Records>
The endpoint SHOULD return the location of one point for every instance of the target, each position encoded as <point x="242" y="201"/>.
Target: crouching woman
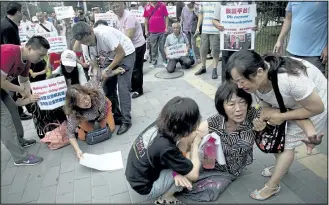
<point x="87" y="104"/>
<point x="156" y="166"/>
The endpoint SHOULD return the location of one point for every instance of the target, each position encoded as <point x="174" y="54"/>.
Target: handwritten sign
<point x="238" y="22"/>
<point x="52" y="92"/>
<point x="139" y="15"/>
<point x="176" y="51"/>
<point x="109" y="17"/>
<point x="171" y="11"/>
<point x="57" y="44"/>
<point x="64" y="12"/>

Work to do> Output the data exactly. Pictures don't belong in the result.

Solution to the exercise>
The endpoint SHOULD return the location of one point for every instance of the target, each position encoded as <point x="242" y="201"/>.
Target: crouching woman
<point x="87" y="104"/>
<point x="156" y="166"/>
The endpoint SHOULD return the location of one point for every instance of the target, each position encoded as <point x="174" y="54"/>.
Target: handwritten sign
<point x="238" y="22"/>
<point x="52" y="92"/>
<point x="139" y="15"/>
<point x="176" y="51"/>
<point x="109" y="17"/>
<point x="171" y="11"/>
<point x="57" y="44"/>
<point x="64" y="12"/>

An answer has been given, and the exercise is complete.